──────── READING TEXT ────────
Wednesday, December 19, 2012

My New Normal

Four years ago today, everything in life that was "normal" changed forever. Mom had been sick all week with "the flu", but that morning it became clear something else was amiss. Just hours later we would receive the news that felt like the biggest kick in the gut, "there is nothing we can do..."
Those words signaled the end of normalcy for me. No more getting those phone calls right as we sat down for dinner. No more calling on Saturday mornings to see if she had eaten yet, then she would promptly cook up a storm so we could head over to the house and eat with her. No more calling mom for advice or to tell her the latest good news.My kids left without a grandma, my dad left without his wife, and my brothers and I left without our mom. Normal was no longer a word I could truly use in life.

Time has passed and we have been forced to try an go on. Life has even taken on a new path that seems somewhat normal. Perhaps the definition of "normal" has changed in my life. After December 19, 2008, everything that was normal changed, and the reality is, there is nothing we could have done, or can do about it except redefine what the new "normal" is in our lives.
──────── ENTRIES SUPPLIED ────────
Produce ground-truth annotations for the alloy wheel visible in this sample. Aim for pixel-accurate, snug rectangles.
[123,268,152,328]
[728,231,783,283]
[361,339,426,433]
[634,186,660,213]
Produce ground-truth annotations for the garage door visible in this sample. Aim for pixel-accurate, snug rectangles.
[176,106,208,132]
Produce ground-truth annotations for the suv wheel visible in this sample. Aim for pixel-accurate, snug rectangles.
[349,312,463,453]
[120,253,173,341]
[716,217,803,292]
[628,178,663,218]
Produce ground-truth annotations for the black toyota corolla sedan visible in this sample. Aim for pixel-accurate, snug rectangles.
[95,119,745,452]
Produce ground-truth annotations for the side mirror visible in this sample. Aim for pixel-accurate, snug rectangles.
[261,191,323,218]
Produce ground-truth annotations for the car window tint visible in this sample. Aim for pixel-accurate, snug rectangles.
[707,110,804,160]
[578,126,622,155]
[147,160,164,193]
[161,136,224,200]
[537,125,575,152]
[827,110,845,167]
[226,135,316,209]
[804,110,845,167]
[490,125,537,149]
────────
Copy the part of the post about losing a mother between "Those words signaled" and "use in life.", inclusive, word for word.

Those words signaled the end of normalcy for me. No more getting those phone calls right as we sat down for dinner. No more calling on Saturday mornings to see if she had eaten yet, then she would promptly cook up a storm so we could head over to the house and eat with her. No more calling mom for advice or to tell her the latest good news.My kids left without a grandma, my dad left without his wife, and my brothers and I left without our mom. Normal was no longer a word I could truly use in life.